Problem description: Print each row below word for word, omitting the pictures.
----- Entries supplied
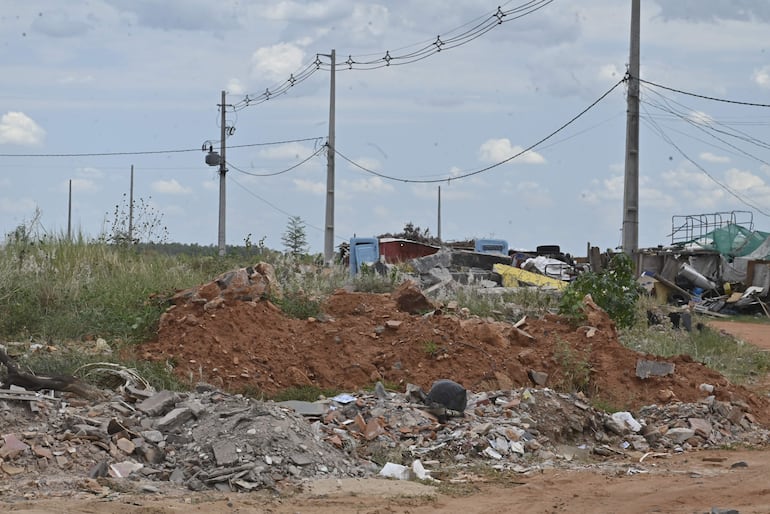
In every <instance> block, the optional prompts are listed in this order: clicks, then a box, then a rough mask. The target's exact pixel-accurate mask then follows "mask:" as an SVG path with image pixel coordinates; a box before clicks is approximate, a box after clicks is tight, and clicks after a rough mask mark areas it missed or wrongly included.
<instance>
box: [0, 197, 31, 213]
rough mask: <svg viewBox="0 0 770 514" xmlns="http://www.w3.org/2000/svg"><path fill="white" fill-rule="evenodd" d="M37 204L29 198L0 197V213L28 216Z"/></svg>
mask: <svg viewBox="0 0 770 514" xmlns="http://www.w3.org/2000/svg"><path fill="white" fill-rule="evenodd" d="M36 208H37V204H36V203H35V202H34V201H32V200H31V199H29V198H8V197H0V212H4V213H7V214H29V213H30V212H33V211H34V210H35V209H36Z"/></svg>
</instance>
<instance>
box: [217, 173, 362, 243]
mask: <svg viewBox="0 0 770 514" xmlns="http://www.w3.org/2000/svg"><path fill="white" fill-rule="evenodd" d="M231 180H232V181H233V183H235V185H237V186H238V187H240V188H241V189H243V190H244V191H246V193H248V194H249V195H251V196H253V197H254V198H256V199H257V200H259V201H260V202H262V203H264V204H265V205H268V206H270V207H272V208H273V209H274V210H276V211H277V212H280V213H281V214H283V215H285V216H287V217H289V218H291V217H294V216H295V215H294V214H291V213H290V212H287V211H285V210H283V209H281V208H280V207H278V206H277V205H274V204H272V203H270V202H269V201H268V200H266V199H264V198H262V197H261V196H259V195H258V194H257V193H255V192H254V191H252V190H250V189H249V188H247V187H246V186H244V185H243V184H241V183H240V182H238V181H237V180H235V179H232V178H231ZM303 222H304V223H305V225H307V226H308V227H310V228H312V229H315V230H318V231H319V232H324V231H325V230H324V229H322V228H321V227H316V226H315V225H311V224H310V223H308V222H307V221H305V220H303ZM335 237H336V238H337V239H339V240H340V241H347V239H345V238H344V237H340V236H335Z"/></svg>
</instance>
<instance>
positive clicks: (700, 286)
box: [679, 264, 717, 290]
mask: <svg viewBox="0 0 770 514" xmlns="http://www.w3.org/2000/svg"><path fill="white" fill-rule="evenodd" d="M679 276H681V277H684V278H686V279H687V280H688V281H690V282H691V283H692V285H694V286H696V287H700V288H703V289H706V290H710V289H716V287H717V285H716V284H715V283H714V282H712V281H711V280H709V279H707V278H706V277H704V276H703V275H701V274H700V273H699V272H698V271H697V270H696V269H695V268H693V267H692V266H690V265H689V264H682V267H680V268H679Z"/></svg>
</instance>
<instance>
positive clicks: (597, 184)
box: [580, 175, 625, 205]
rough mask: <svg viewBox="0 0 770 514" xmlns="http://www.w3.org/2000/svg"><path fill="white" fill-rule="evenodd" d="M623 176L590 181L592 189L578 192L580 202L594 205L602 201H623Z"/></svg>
mask: <svg viewBox="0 0 770 514" xmlns="http://www.w3.org/2000/svg"><path fill="white" fill-rule="evenodd" d="M624 182H625V179H624V177H623V175H613V176H612V177H610V178H607V179H603V180H599V179H594V180H592V181H591V185H592V188H590V189H584V190H583V191H581V192H580V200H581V201H582V202H584V203H587V204H591V205H595V204H598V203H601V202H602V201H617V200H622V199H623V187H624Z"/></svg>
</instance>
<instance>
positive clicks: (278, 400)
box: [270, 385, 339, 402]
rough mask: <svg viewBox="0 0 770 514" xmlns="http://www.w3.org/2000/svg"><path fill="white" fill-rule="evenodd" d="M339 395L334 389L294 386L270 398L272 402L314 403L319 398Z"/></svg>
mask: <svg viewBox="0 0 770 514" xmlns="http://www.w3.org/2000/svg"><path fill="white" fill-rule="evenodd" d="M338 393H339V391H337V390H336V389H321V388H320V387H318V386H312V385H306V386H294V387H289V388H287V389H284V390H282V391H279V392H277V393H275V394H274V395H273V396H271V397H270V399H271V400H273V401H274V402H285V401H288V400H300V401H304V402H314V401H316V400H318V399H319V398H321V397H326V398H328V397H330V396H336V395H337V394H338Z"/></svg>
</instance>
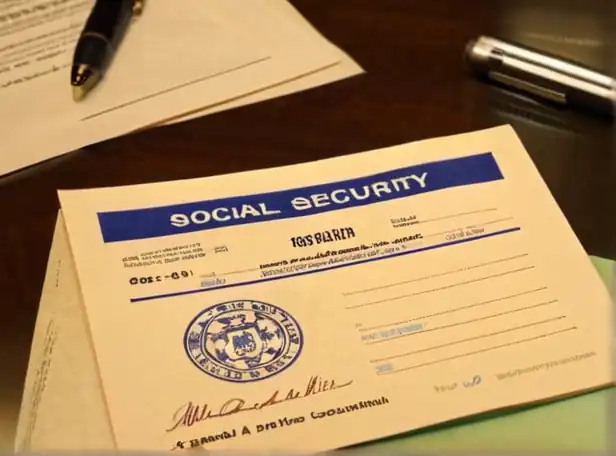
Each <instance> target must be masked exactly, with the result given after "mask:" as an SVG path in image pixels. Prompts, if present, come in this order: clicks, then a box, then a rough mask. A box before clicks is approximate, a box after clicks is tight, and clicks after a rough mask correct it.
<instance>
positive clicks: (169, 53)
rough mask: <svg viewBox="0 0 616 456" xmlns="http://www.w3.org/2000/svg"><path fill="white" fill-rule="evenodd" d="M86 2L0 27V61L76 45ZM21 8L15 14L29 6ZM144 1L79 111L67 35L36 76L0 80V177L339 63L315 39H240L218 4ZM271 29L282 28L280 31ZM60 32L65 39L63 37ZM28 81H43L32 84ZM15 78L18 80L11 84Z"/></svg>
----------
Response area:
In every <instance> block, the optional prompts are listed in this order: clicks, then a box, then a rough mask. The target's exact pixel-accurate mask then follows "mask:" as an SVG path with image pixel coordinates; a box before clicks is approximate, a box after clicks is tight, and clicks after a rough mask mark areas it missed or wrongly included.
<instance>
box: [0, 197, 31, 213]
rough mask: <svg viewBox="0 0 770 514" xmlns="http://www.w3.org/2000/svg"><path fill="white" fill-rule="evenodd" d="M37 204L29 198L0 197V213L28 216Z"/></svg>
mask: <svg viewBox="0 0 770 514" xmlns="http://www.w3.org/2000/svg"><path fill="white" fill-rule="evenodd" d="M36 208H37V204H36V203H35V202H34V201H32V200H31V199H29V198H8V197H0V212H4V213H7V214H29V213H30V212H33V211H34V210H35V209H36Z"/></svg>
</instance>
<instance>
box: [217, 173, 362, 243]
mask: <svg viewBox="0 0 770 514" xmlns="http://www.w3.org/2000/svg"><path fill="white" fill-rule="evenodd" d="M231 180H232V181H233V183H235V185H237V186H238V187H240V188H241V189H243V190H244V191H246V193H248V194H249V195H251V196H253V197H254V198H256V199H257V200H259V201H260V202H262V203H264V204H265V205H268V206H270V207H272V208H273V209H274V210H276V211H277V212H280V213H281V214H283V215H285V216H287V217H289V218H291V217H294V216H295V215H294V214H291V213H290V212H287V211H285V210H283V209H281V208H280V207H278V206H277V205H274V204H272V203H270V202H269V201H268V200H266V199H264V198H262V197H261V196H259V195H258V194H257V193H255V192H254V191H252V190H250V189H249V188H247V187H246V186H244V185H243V184H241V183H240V182H238V181H237V180H235V179H232V178H231ZM303 222H304V223H305V225H307V226H308V227H310V228H312V229H315V230H318V231H319V232H324V231H325V230H324V229H322V228H321V227H316V226H315V225H311V224H310V223H308V222H307V221H305V220H303ZM335 237H336V238H337V239H339V240H340V241H347V239H345V238H344V237H340V236H335Z"/></svg>
</instance>
<instance>
positive clicks: (700, 286)
box: [679, 264, 717, 290]
mask: <svg viewBox="0 0 770 514" xmlns="http://www.w3.org/2000/svg"><path fill="white" fill-rule="evenodd" d="M679 276H681V277H684V278H686V279H687V280H688V281H690V282H691V283H692V285H694V286H696V287H700V288H703V289H706V290H710V289H716V287H717V285H716V284H715V283H714V282H712V281H711V280H709V279H707V278H706V277H704V276H703V275H701V274H700V273H699V272H698V271H697V270H696V269H695V268H693V267H692V266H690V265H689V264H682V267H680V268H679Z"/></svg>
</instance>
<instance>
positive clicks: (597, 184)
box: [580, 175, 625, 205]
rough mask: <svg viewBox="0 0 770 514" xmlns="http://www.w3.org/2000/svg"><path fill="white" fill-rule="evenodd" d="M623 176L590 181L592 189L578 192L580 202L594 205L602 201H623Z"/></svg>
mask: <svg viewBox="0 0 770 514" xmlns="http://www.w3.org/2000/svg"><path fill="white" fill-rule="evenodd" d="M624 182H625V179H624V177H623V175H613V176H612V177H610V178H607V179H603V180H599V179H594V180H592V181H591V185H592V188H590V189H584V190H583V191H581V192H580V200H581V201H582V202H584V203H587V204H591V205H595V204H598V203H601V202H602V201H617V200H622V199H623V187H624Z"/></svg>
</instance>
<instance>
positive clicks: (278, 400)
box: [270, 385, 339, 402]
rough mask: <svg viewBox="0 0 770 514" xmlns="http://www.w3.org/2000/svg"><path fill="white" fill-rule="evenodd" d="M339 395L334 389L294 386L270 398L272 402L314 403L319 398Z"/></svg>
mask: <svg viewBox="0 0 770 514" xmlns="http://www.w3.org/2000/svg"><path fill="white" fill-rule="evenodd" d="M338 393H339V391H337V390H336V389H321V388H320V387H318V386H312V385H306V386H294V387H289V388H287V389H284V390H282V391H279V392H277V393H275V394H274V395H273V396H271V397H270V399H271V400H273V401H274V402H285V401H288V400H300V401H304V402H314V401H316V400H318V399H319V398H321V397H326V398H328V397H330V396H336V395H337V394H338Z"/></svg>
</instance>
Each <instance> target must be masked exactly, with the result given after "mask:" as an SVG path in image pixels. Prompts, if present, come in this order: clicks, then a box, then a rough mask. A box before clicks is approximate, a box after clicks is tight, and clicks after a rough mask correct it.
<instance>
positive clicks: (169, 53)
rough mask: <svg viewBox="0 0 616 456" xmlns="http://www.w3.org/2000/svg"><path fill="white" fill-rule="evenodd" d="M86 2L0 27V61L76 45ZM21 8L15 14L29 6ZM144 1L79 111L67 35L36 76L0 80V177L339 63L315 39H240L218 4ZM271 29L282 28L280 31ZM60 32L65 39L63 37ZM28 81H43L32 84ZM15 78L18 80L11 84Z"/></svg>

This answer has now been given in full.